Tarefas.
a) No texto sobre o presente de Natal, de que marca era o kit de ferromodelismo encontrado embaixo da árvore?
b) Retome o texto sobre o presente de Natal a partir do ponto em que ele para.

Texto de origem.

—————

Aquele velho batuta de barba branca está me acostumando mal. Passei a noite do dia 24 inteira aguardando por um sinal qualquer. Uma lembrancinha, um recado, qualquer sinal de vida do gorducho vermelho. Nada feito.
Tive que esperar por mais uma madrugada até encontrar um embrulho enorme embaixo da árvore. Ao abrir duas surpresas: um lindo kit da Frateschi, para aficcionados do ferromodelismo – versão para adultos do Ferrorama, brinquedo que sempre quis na minha infância. Veio ainda uma curiosa pedrinha cor-de-rosa, que remete a uma das minhas frases preferidas, tirada daquele clássico desenho do Charlie Brown.
A explicação, como não poderia deixar de ser, veio no fim da noite, por e-mail.

—————

Dados fornecidos.

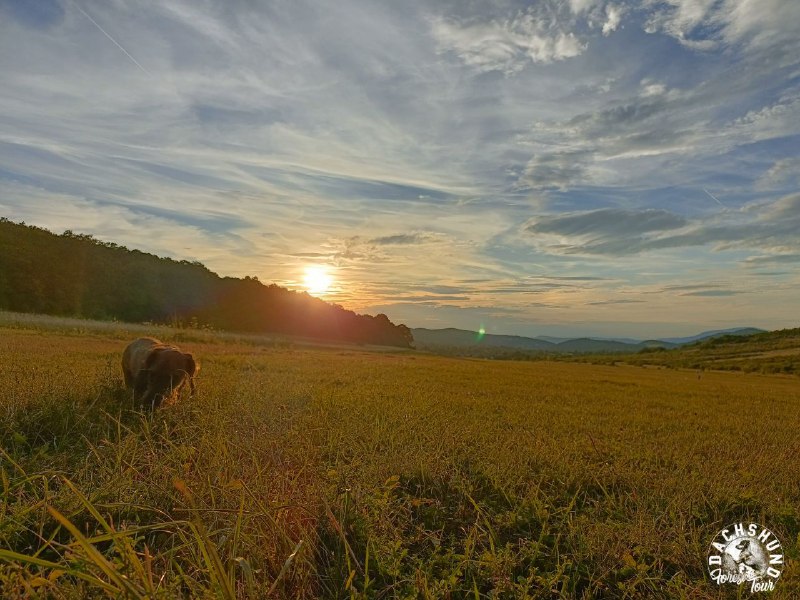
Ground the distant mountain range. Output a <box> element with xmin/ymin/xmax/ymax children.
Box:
<box><xmin>411</xmin><ymin>327</ymin><xmax>764</xmax><ymax>353</ymax></box>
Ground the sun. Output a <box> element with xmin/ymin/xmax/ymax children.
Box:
<box><xmin>303</xmin><ymin>266</ymin><xmax>333</xmax><ymax>295</ymax></box>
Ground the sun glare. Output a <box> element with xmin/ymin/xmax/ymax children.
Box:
<box><xmin>303</xmin><ymin>266</ymin><xmax>333</xmax><ymax>295</ymax></box>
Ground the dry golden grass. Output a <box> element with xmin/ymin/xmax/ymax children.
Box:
<box><xmin>0</xmin><ymin>320</ymin><xmax>800</xmax><ymax>598</ymax></box>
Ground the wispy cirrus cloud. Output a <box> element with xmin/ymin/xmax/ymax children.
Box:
<box><xmin>0</xmin><ymin>0</ymin><xmax>800</xmax><ymax>337</ymax></box>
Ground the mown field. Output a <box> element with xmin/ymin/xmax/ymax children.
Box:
<box><xmin>0</xmin><ymin>318</ymin><xmax>800</xmax><ymax>598</ymax></box>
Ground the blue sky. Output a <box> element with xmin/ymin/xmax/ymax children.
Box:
<box><xmin>0</xmin><ymin>0</ymin><xmax>800</xmax><ymax>338</ymax></box>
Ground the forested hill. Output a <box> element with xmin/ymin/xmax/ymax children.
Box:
<box><xmin>0</xmin><ymin>218</ymin><xmax>413</xmax><ymax>347</ymax></box>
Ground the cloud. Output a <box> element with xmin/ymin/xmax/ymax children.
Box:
<box><xmin>431</xmin><ymin>1</ymin><xmax>586</xmax><ymax>74</ymax></box>
<box><xmin>525</xmin><ymin>194</ymin><xmax>800</xmax><ymax>256</ymax></box>
<box><xmin>367</xmin><ymin>232</ymin><xmax>442</xmax><ymax>246</ymax></box>
<box><xmin>681</xmin><ymin>290</ymin><xmax>746</xmax><ymax>298</ymax></box>
<box><xmin>645</xmin><ymin>0</ymin><xmax>800</xmax><ymax>50</ymax></box>
<box><xmin>603</xmin><ymin>4</ymin><xmax>625</xmax><ymax>36</ymax></box>
<box><xmin>526</xmin><ymin>208</ymin><xmax>687</xmax><ymax>240</ymax></box>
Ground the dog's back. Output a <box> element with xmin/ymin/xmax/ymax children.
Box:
<box><xmin>122</xmin><ymin>337</ymin><xmax>163</xmax><ymax>388</ymax></box>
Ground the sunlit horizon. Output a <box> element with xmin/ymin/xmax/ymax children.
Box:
<box><xmin>0</xmin><ymin>0</ymin><xmax>800</xmax><ymax>339</ymax></box>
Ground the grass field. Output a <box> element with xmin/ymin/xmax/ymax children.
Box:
<box><xmin>0</xmin><ymin>317</ymin><xmax>800</xmax><ymax>598</ymax></box>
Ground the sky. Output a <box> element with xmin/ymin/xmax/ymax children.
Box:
<box><xmin>0</xmin><ymin>0</ymin><xmax>800</xmax><ymax>339</ymax></box>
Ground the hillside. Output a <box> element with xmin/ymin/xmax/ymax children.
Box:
<box><xmin>411</xmin><ymin>328</ymin><xmax>762</xmax><ymax>359</ymax></box>
<box><xmin>0</xmin><ymin>218</ymin><xmax>412</xmax><ymax>347</ymax></box>
<box><xmin>582</xmin><ymin>328</ymin><xmax>800</xmax><ymax>374</ymax></box>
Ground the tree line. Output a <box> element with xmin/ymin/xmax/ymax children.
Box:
<box><xmin>0</xmin><ymin>217</ymin><xmax>413</xmax><ymax>347</ymax></box>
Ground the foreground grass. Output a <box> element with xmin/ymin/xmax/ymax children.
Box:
<box><xmin>0</xmin><ymin>316</ymin><xmax>800</xmax><ymax>598</ymax></box>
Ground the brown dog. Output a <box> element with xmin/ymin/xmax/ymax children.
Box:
<box><xmin>122</xmin><ymin>338</ymin><xmax>200</xmax><ymax>409</ymax></box>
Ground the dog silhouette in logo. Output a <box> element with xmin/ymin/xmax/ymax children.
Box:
<box><xmin>723</xmin><ymin>538</ymin><xmax>768</xmax><ymax>581</ymax></box>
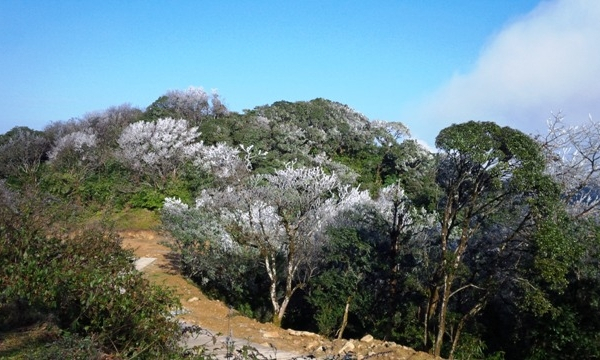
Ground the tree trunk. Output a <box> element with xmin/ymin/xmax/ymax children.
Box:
<box><xmin>338</xmin><ymin>296</ymin><xmax>352</xmax><ymax>339</ymax></box>
<box><xmin>433</xmin><ymin>274</ymin><xmax>454</xmax><ymax>356</ymax></box>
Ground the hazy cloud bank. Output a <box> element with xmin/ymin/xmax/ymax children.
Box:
<box><xmin>411</xmin><ymin>0</ymin><xmax>600</xmax><ymax>145</ymax></box>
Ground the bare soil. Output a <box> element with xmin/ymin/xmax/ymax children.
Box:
<box><xmin>121</xmin><ymin>230</ymin><xmax>434</xmax><ymax>360</ymax></box>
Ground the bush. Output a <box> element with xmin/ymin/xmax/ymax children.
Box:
<box><xmin>0</xmin><ymin>184</ymin><xmax>181</xmax><ymax>358</ymax></box>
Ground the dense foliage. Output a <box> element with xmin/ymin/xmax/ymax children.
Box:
<box><xmin>0</xmin><ymin>88</ymin><xmax>600</xmax><ymax>359</ymax></box>
<box><xmin>0</xmin><ymin>183</ymin><xmax>186</xmax><ymax>359</ymax></box>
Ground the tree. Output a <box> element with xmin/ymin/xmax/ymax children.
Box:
<box><xmin>118</xmin><ymin>118</ymin><xmax>203</xmax><ymax>188</ymax></box>
<box><xmin>45</xmin><ymin>128</ymin><xmax>98</xmax><ymax>204</ymax></box>
<box><xmin>145</xmin><ymin>86</ymin><xmax>229</xmax><ymax>126</ymax></box>
<box><xmin>190</xmin><ymin>164</ymin><xmax>368</xmax><ymax>325</ymax></box>
<box><xmin>427</xmin><ymin>121</ymin><xmax>544</xmax><ymax>357</ymax></box>
<box><xmin>0</xmin><ymin>127</ymin><xmax>50</xmax><ymax>182</ymax></box>
<box><xmin>537</xmin><ymin>113</ymin><xmax>600</xmax><ymax>218</ymax></box>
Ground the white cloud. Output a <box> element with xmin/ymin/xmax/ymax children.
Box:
<box><xmin>411</xmin><ymin>0</ymin><xmax>600</xmax><ymax>146</ymax></box>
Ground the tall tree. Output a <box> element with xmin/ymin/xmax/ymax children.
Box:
<box><xmin>427</xmin><ymin>121</ymin><xmax>556</xmax><ymax>357</ymax></box>
<box><xmin>118</xmin><ymin>118</ymin><xmax>203</xmax><ymax>188</ymax></box>
<box><xmin>192</xmin><ymin>164</ymin><xmax>368</xmax><ymax>325</ymax></box>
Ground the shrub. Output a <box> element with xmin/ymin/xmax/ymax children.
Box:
<box><xmin>0</xmin><ymin>184</ymin><xmax>181</xmax><ymax>358</ymax></box>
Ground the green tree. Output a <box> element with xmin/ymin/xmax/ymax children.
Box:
<box><xmin>426</xmin><ymin>121</ymin><xmax>562</xmax><ymax>357</ymax></box>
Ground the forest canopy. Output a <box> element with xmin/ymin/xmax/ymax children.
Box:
<box><xmin>0</xmin><ymin>87</ymin><xmax>600</xmax><ymax>359</ymax></box>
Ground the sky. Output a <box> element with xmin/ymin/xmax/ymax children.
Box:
<box><xmin>0</xmin><ymin>0</ymin><xmax>600</xmax><ymax>145</ymax></box>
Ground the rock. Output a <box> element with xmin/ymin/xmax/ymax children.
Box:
<box><xmin>263</xmin><ymin>331</ymin><xmax>280</xmax><ymax>339</ymax></box>
<box><xmin>338</xmin><ymin>340</ymin><xmax>356</xmax><ymax>354</ymax></box>
<box><xmin>360</xmin><ymin>334</ymin><xmax>374</xmax><ymax>343</ymax></box>
<box><xmin>288</xmin><ymin>329</ymin><xmax>321</xmax><ymax>337</ymax></box>
<box><xmin>304</xmin><ymin>340</ymin><xmax>321</xmax><ymax>351</ymax></box>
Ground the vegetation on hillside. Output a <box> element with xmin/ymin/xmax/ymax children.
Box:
<box><xmin>0</xmin><ymin>88</ymin><xmax>600</xmax><ymax>359</ymax></box>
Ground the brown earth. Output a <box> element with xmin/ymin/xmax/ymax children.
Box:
<box><xmin>121</xmin><ymin>230</ymin><xmax>435</xmax><ymax>360</ymax></box>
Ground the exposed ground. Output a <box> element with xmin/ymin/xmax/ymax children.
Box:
<box><xmin>121</xmin><ymin>230</ymin><xmax>434</xmax><ymax>360</ymax></box>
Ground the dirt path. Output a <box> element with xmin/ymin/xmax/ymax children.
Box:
<box><xmin>121</xmin><ymin>230</ymin><xmax>434</xmax><ymax>360</ymax></box>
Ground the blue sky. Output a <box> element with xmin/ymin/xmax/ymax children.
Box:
<box><xmin>0</xmin><ymin>0</ymin><xmax>600</xmax><ymax>144</ymax></box>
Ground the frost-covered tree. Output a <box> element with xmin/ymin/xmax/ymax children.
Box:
<box><xmin>179</xmin><ymin>164</ymin><xmax>369</xmax><ymax>325</ymax></box>
<box><xmin>0</xmin><ymin>127</ymin><xmax>51</xmax><ymax>180</ymax></box>
<box><xmin>117</xmin><ymin>118</ymin><xmax>203</xmax><ymax>187</ymax></box>
<box><xmin>48</xmin><ymin>129</ymin><xmax>97</xmax><ymax>162</ymax></box>
<box><xmin>146</xmin><ymin>86</ymin><xmax>229</xmax><ymax>125</ymax></box>
<box><xmin>538</xmin><ymin>113</ymin><xmax>600</xmax><ymax>218</ymax></box>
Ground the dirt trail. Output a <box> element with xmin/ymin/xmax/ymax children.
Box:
<box><xmin>121</xmin><ymin>230</ymin><xmax>434</xmax><ymax>360</ymax></box>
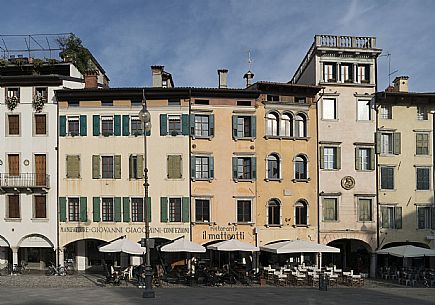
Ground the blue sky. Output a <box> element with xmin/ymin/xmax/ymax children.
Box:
<box><xmin>0</xmin><ymin>0</ymin><xmax>435</xmax><ymax>92</ymax></box>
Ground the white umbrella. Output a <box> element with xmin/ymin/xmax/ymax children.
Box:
<box><xmin>376</xmin><ymin>245</ymin><xmax>435</xmax><ymax>257</ymax></box>
<box><xmin>98</xmin><ymin>238</ymin><xmax>145</xmax><ymax>255</ymax></box>
<box><xmin>260</xmin><ymin>240</ymin><xmax>340</xmax><ymax>254</ymax></box>
<box><xmin>207</xmin><ymin>239</ymin><xmax>260</xmax><ymax>251</ymax></box>
<box><xmin>160</xmin><ymin>237</ymin><xmax>206</xmax><ymax>253</ymax></box>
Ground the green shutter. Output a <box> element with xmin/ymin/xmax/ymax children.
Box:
<box><xmin>92</xmin><ymin>114</ymin><xmax>100</xmax><ymax>136</ymax></box>
<box><xmin>181</xmin><ymin>197</ymin><xmax>190</xmax><ymax>222</ymax></box>
<box><xmin>59</xmin><ymin>115</ymin><xmax>66</xmax><ymax>137</ymax></box>
<box><xmin>160</xmin><ymin>197</ymin><xmax>168</xmax><ymax>222</ymax></box>
<box><xmin>92</xmin><ymin>197</ymin><xmax>101</xmax><ymax>222</ymax></box>
<box><xmin>115</xmin><ymin>155</ymin><xmax>121</xmax><ymax>179</ymax></box>
<box><xmin>144</xmin><ymin>197</ymin><xmax>152</xmax><ymax>222</ymax></box>
<box><xmin>59</xmin><ymin>197</ymin><xmax>66</xmax><ymax>222</ymax></box>
<box><xmin>393</xmin><ymin>132</ymin><xmax>401</xmax><ymax>155</ymax></box>
<box><xmin>122</xmin><ymin>115</ymin><xmax>130</xmax><ymax>136</ymax></box>
<box><xmin>208</xmin><ymin>114</ymin><xmax>214</xmax><ymax>137</ymax></box>
<box><xmin>80</xmin><ymin>115</ymin><xmax>88</xmax><ymax>137</ymax></box>
<box><xmin>251</xmin><ymin>116</ymin><xmax>257</xmax><ymax>138</ymax></box>
<box><xmin>92</xmin><ymin>155</ymin><xmax>100</xmax><ymax>179</ymax></box>
<box><xmin>122</xmin><ymin>197</ymin><xmax>130</xmax><ymax>222</ymax></box>
<box><xmin>181</xmin><ymin>114</ymin><xmax>190</xmax><ymax>136</ymax></box>
<box><xmin>80</xmin><ymin>197</ymin><xmax>88</xmax><ymax>222</ymax></box>
<box><xmin>114</xmin><ymin>197</ymin><xmax>121</xmax><ymax>222</ymax></box>
<box><xmin>160</xmin><ymin>114</ymin><xmax>168</xmax><ymax>136</ymax></box>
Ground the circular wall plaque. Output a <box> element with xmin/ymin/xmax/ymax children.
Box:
<box><xmin>341</xmin><ymin>176</ymin><xmax>355</xmax><ymax>190</ymax></box>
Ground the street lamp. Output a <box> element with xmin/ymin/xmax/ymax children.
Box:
<box><xmin>139</xmin><ymin>94</ymin><xmax>155</xmax><ymax>298</ymax></box>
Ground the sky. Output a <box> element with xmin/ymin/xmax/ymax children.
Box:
<box><xmin>0</xmin><ymin>0</ymin><xmax>435</xmax><ymax>92</ymax></box>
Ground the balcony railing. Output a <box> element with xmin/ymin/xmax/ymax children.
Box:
<box><xmin>0</xmin><ymin>173</ymin><xmax>50</xmax><ymax>188</ymax></box>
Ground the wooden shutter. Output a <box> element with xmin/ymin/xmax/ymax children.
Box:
<box><xmin>80</xmin><ymin>115</ymin><xmax>88</xmax><ymax>137</ymax></box>
<box><xmin>160</xmin><ymin>197</ymin><xmax>168</xmax><ymax>222</ymax></box>
<box><xmin>122</xmin><ymin>115</ymin><xmax>130</xmax><ymax>136</ymax></box>
<box><xmin>114</xmin><ymin>155</ymin><xmax>121</xmax><ymax>179</ymax></box>
<box><xmin>80</xmin><ymin>197</ymin><xmax>88</xmax><ymax>222</ymax></box>
<box><xmin>113</xmin><ymin>115</ymin><xmax>121</xmax><ymax>136</ymax></box>
<box><xmin>92</xmin><ymin>114</ymin><xmax>100</xmax><ymax>136</ymax></box>
<box><xmin>160</xmin><ymin>114</ymin><xmax>168</xmax><ymax>136</ymax></box>
<box><xmin>59</xmin><ymin>115</ymin><xmax>66</xmax><ymax>137</ymax></box>
<box><xmin>181</xmin><ymin>197</ymin><xmax>190</xmax><ymax>222</ymax></box>
<box><xmin>59</xmin><ymin>197</ymin><xmax>66</xmax><ymax>222</ymax></box>
<box><xmin>92</xmin><ymin>155</ymin><xmax>100</xmax><ymax>179</ymax></box>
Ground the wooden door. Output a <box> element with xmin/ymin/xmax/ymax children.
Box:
<box><xmin>8</xmin><ymin>154</ymin><xmax>20</xmax><ymax>177</ymax></box>
<box><xmin>35</xmin><ymin>155</ymin><xmax>46</xmax><ymax>186</ymax></box>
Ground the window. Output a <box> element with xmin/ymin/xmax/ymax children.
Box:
<box><xmin>323</xmin><ymin>198</ymin><xmax>338</xmax><ymax>221</ymax></box>
<box><xmin>417</xmin><ymin>206</ymin><xmax>435</xmax><ymax>230</ymax></box>
<box><xmin>340</xmin><ymin>64</ymin><xmax>353</xmax><ymax>83</ymax></box>
<box><xmin>358</xmin><ymin>198</ymin><xmax>373</xmax><ymax>221</ymax></box>
<box><xmin>381</xmin><ymin>206</ymin><xmax>402</xmax><ymax>229</ymax></box>
<box><xmin>168</xmin><ymin>114</ymin><xmax>181</xmax><ymax>135</ymax></box>
<box><xmin>376</xmin><ymin>132</ymin><xmax>401</xmax><ymax>155</ymax></box>
<box><xmin>195</xmin><ymin>199</ymin><xmax>210</xmax><ymax>222</ymax></box>
<box><xmin>169</xmin><ymin>198</ymin><xmax>181</xmax><ymax>222</ymax></box>
<box><xmin>355</xmin><ymin>147</ymin><xmax>375</xmax><ymax>171</ymax></box>
<box><xmin>192</xmin><ymin>156</ymin><xmax>214</xmax><ymax>179</ymax></box>
<box><xmin>266</xmin><ymin>112</ymin><xmax>279</xmax><ymax>136</ymax></box>
<box><xmin>322</xmin><ymin>98</ymin><xmax>337</xmax><ymax>120</ymax></box>
<box><xmin>101</xmin><ymin>116</ymin><xmax>113</xmax><ymax>136</ymax></box>
<box><xmin>295</xmin><ymin>201</ymin><xmax>308</xmax><ymax>226</ymax></box>
<box><xmin>357</xmin><ymin>65</ymin><xmax>370</xmax><ymax>83</ymax></box>
<box><xmin>8</xmin><ymin>114</ymin><xmax>20</xmax><ymax>136</ymax></box>
<box><xmin>295</xmin><ymin>113</ymin><xmax>307</xmax><ymax>138</ymax></box>
<box><xmin>381</xmin><ymin>166</ymin><xmax>394</xmax><ymax>190</ymax></box>
<box><xmin>66</xmin><ymin>155</ymin><xmax>80</xmax><ymax>179</ymax></box>
<box><xmin>101</xmin><ymin>156</ymin><xmax>114</xmax><ymax>179</ymax></box>
<box><xmin>131</xmin><ymin>198</ymin><xmax>144</xmax><ymax>222</ymax></box>
<box><xmin>68</xmin><ymin>198</ymin><xmax>80</xmax><ymax>221</ymax></box>
<box><xmin>35</xmin><ymin>113</ymin><xmax>47</xmax><ymax>135</ymax></box>
<box><xmin>8</xmin><ymin>195</ymin><xmax>21</xmax><ymax>218</ymax></box>
<box><xmin>415</xmin><ymin>133</ymin><xmax>429</xmax><ymax>155</ymax></box>
<box><xmin>281</xmin><ymin>113</ymin><xmax>293</xmax><ymax>137</ymax></box>
<box><xmin>320</xmin><ymin>146</ymin><xmax>341</xmax><ymax>170</ymax></box>
<box><xmin>379</xmin><ymin>105</ymin><xmax>393</xmax><ymax>120</ymax></box>
<box><xmin>323</xmin><ymin>63</ymin><xmax>337</xmax><ymax>82</ymax></box>
<box><xmin>416</xmin><ymin>167</ymin><xmax>430</xmax><ymax>191</ymax></box>
<box><xmin>233</xmin><ymin>157</ymin><xmax>256</xmax><ymax>180</ymax></box>
<box><xmin>237</xmin><ymin>200</ymin><xmax>251</xmax><ymax>223</ymax></box>
<box><xmin>295</xmin><ymin>155</ymin><xmax>308</xmax><ymax>180</ymax></box>
<box><xmin>167</xmin><ymin>155</ymin><xmax>183</xmax><ymax>179</ymax></box>
<box><xmin>101</xmin><ymin>198</ymin><xmax>114</xmax><ymax>221</ymax></box>
<box><xmin>357</xmin><ymin>100</ymin><xmax>372</xmax><ymax>121</ymax></box>
<box><xmin>267</xmin><ymin>199</ymin><xmax>281</xmax><ymax>226</ymax></box>
<box><xmin>417</xmin><ymin>106</ymin><xmax>428</xmax><ymax>121</ymax></box>
<box><xmin>267</xmin><ymin>154</ymin><xmax>280</xmax><ymax>179</ymax></box>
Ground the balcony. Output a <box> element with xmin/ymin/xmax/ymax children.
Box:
<box><xmin>0</xmin><ymin>173</ymin><xmax>50</xmax><ymax>192</ymax></box>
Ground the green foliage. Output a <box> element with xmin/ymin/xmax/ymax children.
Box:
<box><xmin>56</xmin><ymin>34</ymin><xmax>95</xmax><ymax>74</ymax></box>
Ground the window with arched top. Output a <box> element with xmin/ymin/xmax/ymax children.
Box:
<box><xmin>281</xmin><ymin>113</ymin><xmax>293</xmax><ymax>137</ymax></box>
<box><xmin>266</xmin><ymin>112</ymin><xmax>279</xmax><ymax>136</ymax></box>
<box><xmin>267</xmin><ymin>199</ymin><xmax>281</xmax><ymax>225</ymax></box>
<box><xmin>294</xmin><ymin>155</ymin><xmax>308</xmax><ymax>180</ymax></box>
<box><xmin>295</xmin><ymin>200</ymin><xmax>308</xmax><ymax>226</ymax></box>
<box><xmin>267</xmin><ymin>154</ymin><xmax>280</xmax><ymax>179</ymax></box>
<box><xmin>295</xmin><ymin>113</ymin><xmax>307</xmax><ymax>138</ymax></box>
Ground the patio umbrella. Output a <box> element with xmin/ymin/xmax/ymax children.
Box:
<box><xmin>98</xmin><ymin>238</ymin><xmax>145</xmax><ymax>255</ymax></box>
<box><xmin>160</xmin><ymin>237</ymin><xmax>206</xmax><ymax>253</ymax></box>
<box><xmin>376</xmin><ymin>245</ymin><xmax>435</xmax><ymax>257</ymax></box>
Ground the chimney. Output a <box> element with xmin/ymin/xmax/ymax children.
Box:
<box><xmin>218</xmin><ymin>69</ymin><xmax>228</xmax><ymax>89</ymax></box>
<box><xmin>151</xmin><ymin>66</ymin><xmax>165</xmax><ymax>88</ymax></box>
<box><xmin>85</xmin><ymin>70</ymin><xmax>98</xmax><ymax>89</ymax></box>
<box><xmin>393</xmin><ymin>76</ymin><xmax>409</xmax><ymax>92</ymax></box>
<box><xmin>243</xmin><ymin>70</ymin><xmax>254</xmax><ymax>88</ymax></box>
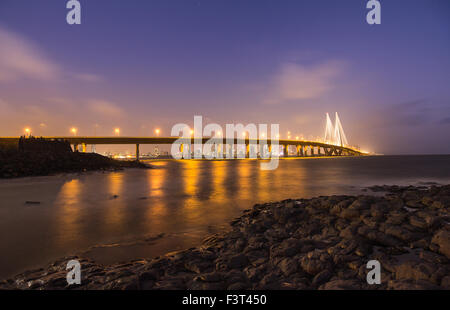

—————

Respostas.
a) O kit era da Frateschi.

b)
— original message —
From: Papai Noel
Fecha: 26/12/2006 22:33:44
To: André Marmota
Subject: Feliz Natal
Ho, ho, ho! Adivinha quem é, meu amiguinho Marmota!
É com muita felicidade que lhe escrevo mais uma vez nessa época tão querida por nós! Eu só lamento profundamente o atraso… Infelizmente, nem todo mundo em seu país se comportou direito. Estou me referindo aos controladores de vôo em sua terra. Acredite, meu rapaz, cheguei a ficar mais de quatro horas com meu trenó parado, sem autorizações… Uma lástima.
Mas enfim, nobre colorado. Quero reafirmar aqui a satisfação que tenho em saber que, ao contrário da maioria das pessoas hoje em dia, você continua desejando presentes sentimentais e não materiais. Bem, você já sabe o quanto eu fico triste diante da deteriorização dos valores humanos…
Entretanto, não esqueci minha trapalhada com você no ano passado, quando lhe trouxe a pessoa certa no lugar errado. Dessa vez, resolvi ignorar seu pedido de sempre e lhe dar um presente por minha conta e risco. Lembrei então de uma antiga vontade sua, que você sonhava em ganhar quando era criança.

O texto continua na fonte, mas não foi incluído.